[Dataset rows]

※ ※ ※

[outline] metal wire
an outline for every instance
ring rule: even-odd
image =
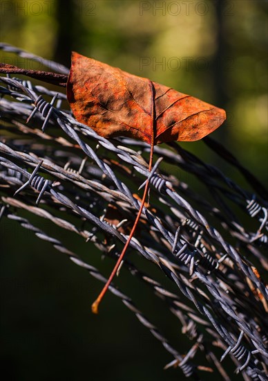
[[[24,54],[6,44],[0,44],[0,48]],[[89,127],[79,123],[70,111],[63,110],[61,103],[54,105],[57,98],[64,100],[65,94],[57,96],[55,91],[29,80],[8,77],[0,77],[0,80],[3,84],[0,87],[4,132],[0,143],[2,221],[5,218],[17,221],[105,281],[96,269],[64,248],[59,240],[20,217],[20,211],[26,209],[90,240],[115,259],[119,242],[127,239],[127,224],[131,225],[140,206],[134,193],[144,186],[144,177],[145,181],[148,178],[151,188],[149,204],[143,209],[142,229],[130,246],[156,265],[175,285],[178,293],[163,287],[127,259],[124,265],[164,299],[167,311],[179,319],[182,332],[195,341],[188,354],[183,357],[171,346],[128,297],[113,286],[110,290],[172,354],[175,360],[171,366],[180,369],[185,377],[200,379],[198,365],[189,359],[201,350],[209,354],[209,366],[214,364],[214,370],[227,379],[224,362],[220,364],[213,353],[216,340],[222,343],[222,360],[229,355],[245,380],[266,380],[268,293],[259,272],[267,262],[263,251],[267,244],[265,230],[268,213],[267,199],[262,197],[263,188],[254,177],[212,140],[208,147],[214,150],[217,147],[229,160],[231,157],[231,163],[243,172],[249,185],[254,183],[256,193],[243,189],[218,168],[177,143],[171,144],[171,150],[155,147],[160,159],[149,172],[144,159],[148,145],[132,139],[108,141],[99,136]],[[8,127],[12,135],[8,133]],[[189,184],[170,175],[164,170],[164,162],[194,174],[210,188],[213,197],[202,197]],[[242,222],[225,200],[240,208]],[[54,210],[54,215],[44,209],[46,205]],[[57,217],[59,210],[66,211],[66,219]],[[111,210],[115,216],[110,215]],[[69,214],[75,216],[76,224],[68,221]],[[245,227],[244,218],[248,218],[247,225],[253,227],[252,231]],[[87,222],[89,229],[79,227],[82,221]],[[216,228],[219,223],[220,233]],[[230,237],[235,238],[236,245]],[[202,332],[205,328],[205,339],[200,327]]]

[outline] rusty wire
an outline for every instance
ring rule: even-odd
[[[0,48],[26,54],[6,44]],[[35,57],[27,55],[29,59]],[[66,70],[61,72],[66,73]],[[211,138],[204,141],[208,149],[238,169],[253,192],[178,143],[171,143],[169,149],[155,148],[155,156],[160,159],[150,173],[144,160],[148,145],[99,136],[63,108],[66,99],[63,93],[28,80],[3,76],[0,80],[2,221],[12,219],[30,229],[104,282],[97,269],[20,216],[20,211],[26,209],[90,240],[100,251],[116,259],[119,243],[126,242],[127,225],[131,226],[140,208],[140,202],[133,193],[149,177],[150,205],[143,209],[142,232],[131,240],[130,247],[156,265],[176,285],[178,293],[163,287],[127,259],[124,265],[164,299],[178,318],[182,333],[193,341],[188,354],[183,355],[171,346],[124,293],[113,285],[109,290],[172,354],[174,360],[166,367],[178,366],[186,377],[200,379],[201,366],[194,357],[202,351],[209,359],[209,370],[217,370],[224,380],[230,379],[224,369],[227,355],[245,380],[267,380],[268,293],[259,272],[267,269],[264,254],[268,241],[267,197],[258,179]],[[196,176],[207,187],[208,197],[202,197],[189,184],[169,175],[165,163]],[[111,208],[115,219],[109,217]],[[244,216],[242,222],[237,208]],[[66,211],[65,218],[57,216],[59,210]],[[77,224],[69,221],[70,215]],[[251,220],[250,226],[256,227],[253,231],[245,227],[248,224],[244,219]],[[84,220],[90,230],[79,227]],[[220,233],[216,226],[220,226]],[[191,307],[185,303],[187,299]],[[213,348],[219,343],[222,353],[218,359]]]

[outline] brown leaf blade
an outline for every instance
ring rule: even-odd
[[[225,120],[225,112],[153,82],[153,143],[200,139]],[[128,136],[151,143],[150,80],[73,52],[67,98],[78,121],[106,138]]]

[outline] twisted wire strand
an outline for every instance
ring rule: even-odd
[[[93,267],[93,266],[84,262],[77,256],[77,254],[66,249],[63,245],[61,241],[52,238],[39,228],[37,228],[36,227],[32,225],[32,224],[31,224],[26,218],[19,217],[19,215],[11,213],[8,213],[8,209],[3,210],[1,207],[1,218],[3,218],[3,216],[6,216],[7,218],[18,222],[20,226],[23,227],[24,229],[30,229],[37,238],[50,242],[57,250],[67,255],[70,260],[72,260],[76,265],[86,269],[92,276],[99,281],[101,281],[102,283],[106,282],[107,279],[104,277],[95,267]],[[108,290],[114,295],[121,299],[122,303],[136,315],[136,317],[138,319],[140,323],[142,323],[142,325],[147,328],[150,330],[151,334],[161,342],[164,348],[174,357],[174,358],[178,362],[179,367],[181,369],[186,377],[192,377],[193,380],[200,380],[199,377],[198,377],[195,373],[195,369],[196,366],[195,366],[189,361],[189,356],[186,355],[186,357],[184,357],[184,358],[183,358],[182,356],[179,353],[179,352],[178,352],[170,344],[167,339],[160,333],[157,327],[155,325],[152,324],[152,323],[151,323],[149,320],[148,320],[147,318],[145,317],[144,314],[135,307],[131,298],[127,296],[125,294],[123,294],[121,291],[118,290],[117,287],[115,288],[113,285],[111,285],[109,286]],[[191,351],[191,354],[193,355],[193,351]]]
[[[147,178],[150,177],[151,184],[154,192],[156,195],[160,195],[159,201],[163,205],[171,205],[170,209],[172,213],[174,213],[175,218],[170,216],[162,218],[163,215],[161,213],[159,215],[160,217],[157,218],[155,213],[158,211],[160,213],[159,208],[156,209],[156,212],[153,212],[153,209],[149,209],[144,207],[144,216],[147,220],[146,229],[149,232],[150,236],[146,238],[139,237],[139,240],[137,239],[133,240],[131,244],[132,247],[137,250],[147,259],[153,260],[160,266],[162,271],[175,283],[182,294],[193,303],[198,311],[207,317],[208,321],[212,324],[217,335],[224,339],[227,348],[231,348],[229,354],[231,357],[238,359],[236,360],[238,361],[238,370],[242,371],[245,377],[248,375],[248,377],[252,379],[265,379],[263,378],[263,372],[262,373],[262,371],[260,370],[262,364],[260,361],[261,359],[261,361],[265,362],[265,357],[267,355],[267,353],[262,344],[264,339],[255,328],[255,319],[257,317],[253,319],[251,317],[249,319],[247,319],[248,317],[242,312],[244,307],[241,310],[241,306],[238,308],[238,310],[241,310],[240,312],[236,314],[233,308],[233,305],[236,306],[236,303],[231,301],[231,298],[228,296],[228,294],[226,294],[222,291],[223,287],[227,287],[227,290],[233,291],[234,294],[236,291],[238,292],[238,294],[242,292],[245,287],[247,287],[245,281],[247,279],[248,282],[251,282],[249,284],[249,285],[251,285],[250,287],[253,288],[249,289],[251,290],[251,293],[248,301],[246,300],[246,298],[242,298],[242,304],[246,307],[246,303],[247,301],[250,302],[257,308],[256,310],[259,310],[260,313],[261,313],[262,305],[265,308],[265,300],[261,298],[260,294],[260,292],[265,296],[266,296],[265,287],[258,273],[254,271],[245,257],[234,249],[222,236],[220,235],[218,230],[209,224],[207,220],[202,214],[191,207],[186,200],[178,195],[170,177],[162,175],[161,171],[160,172],[158,169],[156,171],[157,168],[153,173],[149,173],[146,163],[142,160],[139,153],[128,147],[119,145],[120,143],[125,144],[127,139],[117,139],[110,141],[104,138],[101,138],[87,126],[78,123],[70,116],[68,112],[61,111],[59,109],[60,105],[57,105],[58,108],[55,108],[51,103],[48,103],[41,98],[37,94],[39,91],[37,87],[31,86],[28,82],[24,82],[24,85],[27,85],[27,86],[24,86],[23,82],[21,82],[19,83],[19,81],[11,78],[1,77],[1,80],[6,84],[7,87],[0,87],[0,94],[3,96],[11,95],[16,100],[16,102],[13,103],[15,103],[15,105],[12,105],[12,102],[10,103],[10,105],[1,102],[3,104],[3,109],[5,110],[5,114],[8,116],[8,118],[5,118],[8,122],[10,121],[10,116],[11,116],[13,118],[12,119],[13,125],[20,128],[21,132],[25,134],[27,130],[28,132],[30,132],[31,129],[23,126],[23,124],[21,125],[20,122],[16,121],[16,118],[22,118],[26,120],[31,113],[35,113],[35,118],[41,121],[43,127],[48,127],[50,125],[60,125],[62,130],[71,139],[75,139],[75,143],[69,143],[67,140],[66,140],[66,142],[68,143],[64,142],[64,140],[61,141],[60,139],[55,139],[59,147],[60,145],[64,146],[64,145],[68,146],[69,144],[69,147],[77,149],[79,146],[86,156],[90,158],[90,161],[99,166],[100,170],[99,179],[102,179],[102,181],[107,185],[109,184],[109,186],[104,186],[99,180],[96,182],[95,180],[84,179],[83,176],[81,176],[81,173],[71,170],[68,167],[65,170],[62,167],[56,167],[52,161],[49,161],[46,158],[38,157],[38,156],[35,155],[30,158],[30,155],[27,156],[26,152],[19,152],[17,150],[12,150],[10,147],[3,148],[3,145],[1,145],[1,152],[6,157],[2,157],[1,161],[2,168],[3,167],[2,180],[10,184],[14,184],[17,181],[17,184],[21,186],[21,184],[23,184],[23,177],[26,175],[26,171],[23,172],[23,170],[20,168],[19,166],[16,166],[15,163],[12,163],[10,160],[8,163],[6,157],[9,159],[15,158],[16,160],[19,160],[19,163],[24,162],[26,166],[30,165],[34,168],[38,165],[38,163],[40,163],[40,161],[43,160],[42,168],[45,168],[46,172],[50,173],[50,175],[60,179],[60,181],[70,181],[71,184],[73,183],[79,189],[88,190],[88,192],[94,190],[96,195],[99,195],[99,193],[102,192],[103,197],[106,197],[106,200],[111,200],[111,196],[113,195],[113,201],[118,203],[118,205],[123,206],[124,203],[124,210],[125,213],[131,213],[131,209],[137,209],[140,206],[139,202],[133,197],[130,189],[118,179],[116,173],[112,170],[109,163],[102,160],[99,155],[97,154],[96,152],[83,141],[83,139],[80,138],[81,134],[82,136],[93,139],[93,141],[97,141],[99,146],[103,147],[110,152],[113,152],[119,160],[135,168],[137,173],[140,173]],[[14,87],[12,87],[13,86]],[[55,96],[55,94],[51,94],[51,97]],[[34,108],[32,106],[32,103],[35,104]],[[50,105],[50,106],[48,105]],[[36,110],[40,112],[41,114],[39,114],[36,112]],[[45,121],[44,121],[44,119],[42,121],[42,118],[45,118]],[[32,133],[35,134],[40,139],[43,139],[41,137],[41,134],[38,135],[37,132]],[[51,140],[50,134],[45,133],[44,139],[50,139]],[[8,145],[9,140],[12,143],[12,140],[8,138]],[[14,142],[14,140],[12,141]],[[119,143],[118,144],[117,142],[119,142]],[[144,151],[148,149],[146,145],[141,145],[140,142],[130,141],[130,143],[132,145],[133,145],[133,143],[134,144],[137,143],[136,145],[140,145],[140,147],[142,146]],[[16,144],[18,143],[16,143]],[[28,147],[30,148],[30,143],[29,143]],[[26,151],[28,150],[27,144],[25,147]],[[156,147],[156,148],[157,154],[164,157],[164,159],[166,159],[168,155],[164,149],[158,147]],[[254,196],[242,190],[233,180],[226,178],[218,168],[215,170],[211,166],[202,163],[198,158],[193,157],[191,154],[189,154],[189,153],[184,152],[182,153],[181,149],[180,149],[180,154],[173,152],[172,155],[174,158],[178,159],[178,162],[180,163],[181,166],[187,166],[184,168],[187,168],[189,171],[193,172],[196,172],[198,170],[200,173],[198,179],[200,181],[214,189],[218,190],[222,194],[222,197],[229,198],[233,202],[240,206],[244,206],[244,210],[249,213],[249,216],[256,218],[259,221],[260,225],[257,233],[247,233],[243,230],[242,226],[239,224],[237,221],[231,223],[229,222],[228,220],[224,220],[220,211],[217,211],[215,207],[212,205],[211,206],[208,203],[202,203],[204,208],[210,210],[211,215],[218,218],[222,222],[222,226],[225,226],[226,229],[236,237],[238,242],[244,245],[246,243],[247,249],[252,255],[255,256],[256,258],[258,258],[260,261],[262,261],[261,263],[263,263],[264,257],[261,253],[259,254],[256,245],[263,245],[267,243],[267,235],[263,232],[264,229],[267,229],[267,214],[265,214],[265,211],[267,211],[265,202],[261,200],[255,200]],[[66,157],[68,157],[68,155]],[[174,159],[173,162],[175,162],[177,159]],[[233,161],[233,165],[237,166],[238,164]],[[57,175],[56,175],[57,170],[59,172]],[[102,173],[102,175],[101,175]],[[91,172],[91,175],[93,175],[93,172]],[[97,179],[97,176],[93,175]],[[105,179],[103,177],[104,175],[106,176]],[[26,178],[28,181],[29,181],[30,176],[30,174],[28,173],[26,175]],[[33,177],[32,177],[30,182],[32,182],[34,187],[35,186],[39,190],[41,191],[43,186],[41,186],[41,184],[44,185],[44,180],[39,179],[39,182],[37,181],[38,177],[37,175],[37,182],[35,182],[32,181]],[[250,176],[247,175],[247,180],[251,178]],[[226,191],[227,188],[223,188],[221,186],[220,181],[223,181],[230,191]],[[27,185],[30,185],[30,182]],[[111,188],[111,184],[113,184]],[[183,186],[180,186],[182,189]],[[65,183],[61,183],[59,190],[59,188],[60,192],[57,191],[57,186],[52,187],[52,184],[49,183],[44,191],[48,192],[48,195],[50,193],[52,197],[56,199],[57,197],[57,200],[62,202],[66,207],[70,208],[82,218],[88,219],[90,215],[88,215],[88,213],[87,215],[88,211],[81,207],[79,203],[73,202],[72,204],[70,197],[67,197],[67,194],[71,195],[72,193],[70,189],[66,187]],[[196,200],[198,199],[189,188],[188,189],[185,187],[184,188],[185,191],[189,193],[189,195],[195,197]],[[222,202],[220,204],[221,209],[222,210],[225,209],[228,213],[227,207],[223,204],[222,197],[220,197],[218,200],[220,202]],[[253,200],[254,202],[249,201]],[[46,202],[50,202],[51,204],[52,199],[50,201],[50,199],[46,197],[41,200],[41,204]],[[128,207],[126,209],[126,203],[131,206],[130,209]],[[247,206],[248,206],[247,209]],[[152,208],[153,207],[152,206]],[[87,217],[86,217],[86,215]],[[236,216],[234,215],[234,217]],[[118,236],[117,236],[115,233],[117,231],[116,229],[114,229],[113,226],[108,227],[109,224],[107,224],[106,221],[102,221],[103,226],[101,225],[102,220],[99,218],[98,215],[97,217],[95,216],[94,219],[94,214],[91,213],[88,220],[95,224],[98,228],[106,233],[116,236],[122,241],[124,240],[126,237],[125,234],[118,234],[117,232]],[[178,218],[178,224],[176,218]],[[186,219],[187,222],[184,224]],[[181,230],[179,229],[180,225],[182,225]],[[106,228],[104,227],[104,226]],[[229,230],[231,226],[233,230]],[[161,250],[157,250],[153,246],[147,246],[148,244],[153,245],[153,237],[155,237],[156,241],[161,245],[163,248],[162,253],[164,253],[164,254],[160,253]],[[145,246],[142,245],[143,242],[146,242]],[[171,254],[171,257],[169,252]],[[172,254],[172,253],[173,254]],[[176,254],[178,253],[180,254],[176,257]],[[238,264],[239,267],[233,267],[234,264],[236,266]],[[189,278],[182,275],[185,272],[184,269],[187,269]],[[222,272],[222,269],[224,272]],[[241,270],[242,272],[241,272]],[[242,274],[244,275],[241,277]],[[233,286],[231,286],[231,276],[233,277],[233,279],[237,280]],[[244,285],[242,285],[241,282],[239,283],[238,281],[241,279],[244,279]],[[191,285],[189,283],[189,280],[200,282],[200,284],[204,285],[208,292],[206,296],[202,297],[201,290],[199,290],[196,286],[193,287],[192,285],[194,285],[194,283]],[[220,290],[221,287],[222,290]],[[256,296],[257,294],[258,297]],[[216,301],[218,301],[216,302]],[[207,308],[209,305],[212,308],[214,315],[210,313],[211,310]],[[215,307],[216,305],[216,307]],[[226,317],[229,317],[228,319],[230,319],[229,326],[226,325],[224,321]],[[258,319],[262,319],[259,312],[257,312],[257,317]],[[229,330],[231,330],[231,333],[228,332]],[[231,330],[233,333],[231,333]],[[237,345],[239,339],[236,339],[236,337],[238,337],[239,333],[242,331],[244,333],[245,337],[247,339],[247,347],[242,344]],[[234,348],[235,350],[233,350]],[[182,362],[182,366],[183,364]]]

※ ※ ※

**PROMPT:** Find each line in the listing above that contains the word "wire" and copy those lines out.

**ANSWER TO THIS PROBLEM:**
[outline] metal wire
[outline] rusty wire
[outline] twisted wire strand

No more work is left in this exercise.